((

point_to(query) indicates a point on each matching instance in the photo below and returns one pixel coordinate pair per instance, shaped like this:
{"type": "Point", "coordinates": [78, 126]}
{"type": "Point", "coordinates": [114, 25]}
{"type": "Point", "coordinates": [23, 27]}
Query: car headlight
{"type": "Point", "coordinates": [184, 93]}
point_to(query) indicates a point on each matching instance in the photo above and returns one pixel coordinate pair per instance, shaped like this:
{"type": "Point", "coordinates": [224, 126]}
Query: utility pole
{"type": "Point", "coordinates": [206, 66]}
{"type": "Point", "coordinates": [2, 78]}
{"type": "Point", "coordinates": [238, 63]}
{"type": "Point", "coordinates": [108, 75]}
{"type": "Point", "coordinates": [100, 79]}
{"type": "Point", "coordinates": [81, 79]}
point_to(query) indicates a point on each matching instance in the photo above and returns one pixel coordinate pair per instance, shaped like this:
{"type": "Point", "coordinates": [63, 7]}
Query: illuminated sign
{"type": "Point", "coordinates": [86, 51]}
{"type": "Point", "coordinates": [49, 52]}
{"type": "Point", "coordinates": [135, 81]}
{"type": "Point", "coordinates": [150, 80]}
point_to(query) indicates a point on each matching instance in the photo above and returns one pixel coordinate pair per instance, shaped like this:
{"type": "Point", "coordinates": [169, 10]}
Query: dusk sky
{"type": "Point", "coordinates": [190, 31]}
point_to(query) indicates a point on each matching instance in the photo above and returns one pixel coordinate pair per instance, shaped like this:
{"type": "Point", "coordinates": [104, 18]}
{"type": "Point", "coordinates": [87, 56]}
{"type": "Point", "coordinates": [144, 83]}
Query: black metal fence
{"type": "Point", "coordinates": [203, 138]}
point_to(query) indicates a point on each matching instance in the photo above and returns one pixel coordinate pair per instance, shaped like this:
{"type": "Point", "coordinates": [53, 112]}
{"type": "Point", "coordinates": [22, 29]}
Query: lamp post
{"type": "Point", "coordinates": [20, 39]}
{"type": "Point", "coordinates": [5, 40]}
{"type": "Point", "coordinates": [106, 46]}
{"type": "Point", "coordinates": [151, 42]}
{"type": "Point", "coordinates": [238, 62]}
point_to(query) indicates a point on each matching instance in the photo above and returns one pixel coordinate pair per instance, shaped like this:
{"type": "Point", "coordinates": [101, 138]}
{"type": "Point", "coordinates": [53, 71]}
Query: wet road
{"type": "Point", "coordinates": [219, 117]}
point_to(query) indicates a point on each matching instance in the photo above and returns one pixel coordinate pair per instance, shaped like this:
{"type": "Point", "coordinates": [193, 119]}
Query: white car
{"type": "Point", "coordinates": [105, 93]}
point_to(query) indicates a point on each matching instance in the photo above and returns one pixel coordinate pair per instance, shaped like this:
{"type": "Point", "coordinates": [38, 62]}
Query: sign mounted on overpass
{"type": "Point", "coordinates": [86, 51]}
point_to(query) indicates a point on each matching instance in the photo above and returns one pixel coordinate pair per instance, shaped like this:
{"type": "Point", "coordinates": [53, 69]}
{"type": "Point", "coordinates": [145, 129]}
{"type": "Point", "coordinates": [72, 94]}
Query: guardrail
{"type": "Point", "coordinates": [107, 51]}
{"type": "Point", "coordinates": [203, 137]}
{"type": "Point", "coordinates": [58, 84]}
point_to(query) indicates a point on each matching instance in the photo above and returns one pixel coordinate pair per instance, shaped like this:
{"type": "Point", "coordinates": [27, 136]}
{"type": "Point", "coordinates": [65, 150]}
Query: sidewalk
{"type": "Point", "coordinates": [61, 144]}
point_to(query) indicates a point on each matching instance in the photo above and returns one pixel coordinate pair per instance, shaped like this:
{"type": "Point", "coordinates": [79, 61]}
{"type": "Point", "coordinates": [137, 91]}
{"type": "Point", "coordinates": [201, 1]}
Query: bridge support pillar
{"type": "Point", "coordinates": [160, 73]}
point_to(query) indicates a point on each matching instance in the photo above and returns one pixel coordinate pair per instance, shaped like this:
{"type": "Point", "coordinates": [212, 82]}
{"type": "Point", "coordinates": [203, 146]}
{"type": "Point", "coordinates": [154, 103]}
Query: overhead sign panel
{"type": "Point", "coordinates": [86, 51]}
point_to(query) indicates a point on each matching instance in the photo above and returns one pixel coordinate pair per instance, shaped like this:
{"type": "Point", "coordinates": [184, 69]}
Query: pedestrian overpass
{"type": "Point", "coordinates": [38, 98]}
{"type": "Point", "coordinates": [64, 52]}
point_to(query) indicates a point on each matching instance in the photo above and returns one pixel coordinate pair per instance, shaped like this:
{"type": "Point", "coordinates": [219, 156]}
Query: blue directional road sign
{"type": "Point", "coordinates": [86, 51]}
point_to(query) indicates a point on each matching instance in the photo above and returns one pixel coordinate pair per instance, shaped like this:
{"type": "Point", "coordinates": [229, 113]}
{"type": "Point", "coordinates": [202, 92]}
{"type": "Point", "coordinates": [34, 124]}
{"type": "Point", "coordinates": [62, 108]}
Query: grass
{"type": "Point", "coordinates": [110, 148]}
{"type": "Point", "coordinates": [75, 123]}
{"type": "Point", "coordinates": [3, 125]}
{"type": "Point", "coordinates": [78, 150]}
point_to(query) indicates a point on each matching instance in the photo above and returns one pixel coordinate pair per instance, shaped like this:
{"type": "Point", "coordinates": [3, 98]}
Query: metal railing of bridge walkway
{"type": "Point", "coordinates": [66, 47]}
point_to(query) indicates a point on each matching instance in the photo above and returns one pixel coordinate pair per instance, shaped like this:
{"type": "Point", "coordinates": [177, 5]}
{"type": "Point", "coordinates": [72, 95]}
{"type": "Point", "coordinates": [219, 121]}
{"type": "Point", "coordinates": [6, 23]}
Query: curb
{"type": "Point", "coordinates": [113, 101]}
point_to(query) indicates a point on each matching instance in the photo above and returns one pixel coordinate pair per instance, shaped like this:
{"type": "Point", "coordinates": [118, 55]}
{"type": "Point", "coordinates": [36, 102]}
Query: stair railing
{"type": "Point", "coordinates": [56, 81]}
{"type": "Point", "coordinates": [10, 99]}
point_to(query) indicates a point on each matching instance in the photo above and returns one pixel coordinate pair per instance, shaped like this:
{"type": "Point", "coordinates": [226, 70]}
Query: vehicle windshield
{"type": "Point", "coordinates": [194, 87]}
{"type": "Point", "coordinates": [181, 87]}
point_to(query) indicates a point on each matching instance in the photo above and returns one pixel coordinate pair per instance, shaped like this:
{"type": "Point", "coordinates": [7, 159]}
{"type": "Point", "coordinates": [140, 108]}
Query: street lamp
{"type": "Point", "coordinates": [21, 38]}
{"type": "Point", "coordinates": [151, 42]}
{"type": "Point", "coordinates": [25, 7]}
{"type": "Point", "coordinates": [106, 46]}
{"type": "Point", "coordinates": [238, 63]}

))

## What the task asks
Emit the records above again, exactly, with no line skipped.

## Reply to the task
point_to(query) indicates a point on each matching instance in the photo below and returns one pixel coordinate pair per instance, shaped like this:
{"type": "Point", "coordinates": [78, 126]}
{"type": "Point", "coordinates": [114, 25]}
{"type": "Point", "coordinates": [23, 27]}
Query: car headlight
{"type": "Point", "coordinates": [184, 93]}
point_to(query) indicates a point on each matching instance in the photo above and returns one pixel coordinate pair per instance, shaped like this:
{"type": "Point", "coordinates": [224, 126]}
Query: utility pole
{"type": "Point", "coordinates": [206, 66]}
{"type": "Point", "coordinates": [2, 78]}
{"type": "Point", "coordinates": [238, 63]}
{"type": "Point", "coordinates": [108, 75]}
{"type": "Point", "coordinates": [100, 79]}
{"type": "Point", "coordinates": [81, 79]}
point_to(query) indicates a point on each matching instance in the photo above and returns one pixel coordinate pair per instance, shaped like this:
{"type": "Point", "coordinates": [63, 7]}
Query: illuminated sign
{"type": "Point", "coordinates": [86, 51]}
{"type": "Point", "coordinates": [49, 52]}
{"type": "Point", "coordinates": [135, 81]}
{"type": "Point", "coordinates": [150, 80]}
point_to(query) indicates a point on each matching instance in the photo above and returns one pixel coordinate pair per instance, shaped like this:
{"type": "Point", "coordinates": [169, 10]}
Query: dusk sky
{"type": "Point", "coordinates": [190, 31]}
point_to(query) indicates a point on each matching instance in the photo above and returns one pixel coordinate pair per instance, shaped like this:
{"type": "Point", "coordinates": [104, 18]}
{"type": "Point", "coordinates": [87, 56]}
{"type": "Point", "coordinates": [144, 83]}
Query: black metal fence
{"type": "Point", "coordinates": [203, 138]}
point_to(query) indicates a point on each matching instance in the photo above and returns one pixel coordinate pair per instance, shaped like this:
{"type": "Point", "coordinates": [53, 112]}
{"type": "Point", "coordinates": [22, 29]}
Query: lamp post
{"type": "Point", "coordinates": [20, 39]}
{"type": "Point", "coordinates": [5, 40]}
{"type": "Point", "coordinates": [106, 46]}
{"type": "Point", "coordinates": [151, 42]}
{"type": "Point", "coordinates": [238, 62]}
point_to(query) indicates a point on each matching instance in the photo above and returns one pixel coordinate pair per instance, shaped like this:
{"type": "Point", "coordinates": [101, 138]}
{"type": "Point", "coordinates": [53, 71]}
Query: wet road
{"type": "Point", "coordinates": [219, 117]}
point_to(query) indicates a point on each matching instance in the photo above and returns one pixel coordinate pair per instance, shaped like this:
{"type": "Point", "coordinates": [193, 119]}
Query: white car
{"type": "Point", "coordinates": [105, 93]}
point_to(query) indicates a point on each matching instance in the photo above and returns one pixel coordinate pair per instance, shaped like this:
{"type": "Point", "coordinates": [38, 62]}
Query: sign mounted on overpass
{"type": "Point", "coordinates": [86, 51]}
point_to(query) indicates a point on each matching instance in the photo above and returns one pixel coordinate pair per instance, shaped like this:
{"type": "Point", "coordinates": [53, 69]}
{"type": "Point", "coordinates": [145, 129]}
{"type": "Point", "coordinates": [72, 94]}
Query: guardrail
{"type": "Point", "coordinates": [107, 51]}
{"type": "Point", "coordinates": [203, 137]}
{"type": "Point", "coordinates": [58, 84]}
point_to(query) indicates a point on each matching instance in the photo above and returns one pixel coordinate pair per instance, shaped like this:
{"type": "Point", "coordinates": [27, 136]}
{"type": "Point", "coordinates": [65, 150]}
Query: sidewalk
{"type": "Point", "coordinates": [61, 144]}
point_to(query) indicates a point on each matching instance in the photo above and returns one pixel coordinate pair per instance, shaped like this:
{"type": "Point", "coordinates": [79, 61]}
{"type": "Point", "coordinates": [137, 91]}
{"type": "Point", "coordinates": [201, 1]}
Query: bridge support pillar
{"type": "Point", "coordinates": [160, 73]}
point_to(query) indicates a point on each matching instance in the photo above and returns one pixel coordinate pair per instance, shaped like this:
{"type": "Point", "coordinates": [212, 82]}
{"type": "Point", "coordinates": [203, 146]}
{"type": "Point", "coordinates": [154, 103]}
Query: overhead sign panel
{"type": "Point", "coordinates": [86, 51]}
point_to(query) indicates a point on each matching instance in the photo above and returns one pixel coordinate pair per instance, shaped like this:
{"type": "Point", "coordinates": [184, 69]}
Query: pedestrian overpass
{"type": "Point", "coordinates": [38, 98]}
{"type": "Point", "coordinates": [64, 52]}
point_to(query) indicates a point on each matching instance in the photo above and returns one pixel coordinate pair per instance, shaped like this:
{"type": "Point", "coordinates": [219, 156]}
Query: blue directional road sign
{"type": "Point", "coordinates": [86, 51]}
point_to(query) indicates a point on each matching instance in the photo above and returns one pixel coordinate pair per instance, shaped like this:
{"type": "Point", "coordinates": [229, 113]}
{"type": "Point", "coordinates": [202, 92]}
{"type": "Point", "coordinates": [34, 124]}
{"type": "Point", "coordinates": [62, 108]}
Query: grass
{"type": "Point", "coordinates": [110, 148]}
{"type": "Point", "coordinates": [75, 123]}
{"type": "Point", "coordinates": [3, 125]}
{"type": "Point", "coordinates": [78, 150]}
point_to(query) indicates a point on each matching instance in the photo above and returns one pixel coordinate pair per instance, shaped like this:
{"type": "Point", "coordinates": [3, 98]}
Query: metal railing of bridge walkway
{"type": "Point", "coordinates": [66, 47]}
point_to(query) indicates a point on each matching instance in the photo above and returns one pixel coordinate pair per instance, shaped like this:
{"type": "Point", "coordinates": [177, 5]}
{"type": "Point", "coordinates": [72, 95]}
{"type": "Point", "coordinates": [219, 121]}
{"type": "Point", "coordinates": [6, 23]}
Query: curb
{"type": "Point", "coordinates": [113, 101]}
point_to(query) indicates a point on each matching instance in the photo above and returns one pixel coordinate pair per instance, shaped like this:
{"type": "Point", "coordinates": [118, 55]}
{"type": "Point", "coordinates": [36, 102]}
Query: stair railing
{"type": "Point", "coordinates": [56, 81]}
{"type": "Point", "coordinates": [10, 99]}
point_to(query) indicates a point on each matching instance in the photo above and returns one pixel coordinate pair per instance, shaped like this:
{"type": "Point", "coordinates": [226, 70]}
Query: vehicle windshield
{"type": "Point", "coordinates": [194, 87]}
{"type": "Point", "coordinates": [181, 87]}
point_to(query) indicates a point on each matching instance in the photo above and returns one pixel coordinate pair per instance, shaped like this:
{"type": "Point", "coordinates": [7, 159]}
{"type": "Point", "coordinates": [140, 108]}
Query: street lamp
{"type": "Point", "coordinates": [21, 38]}
{"type": "Point", "coordinates": [151, 42]}
{"type": "Point", "coordinates": [25, 7]}
{"type": "Point", "coordinates": [106, 46]}
{"type": "Point", "coordinates": [238, 63]}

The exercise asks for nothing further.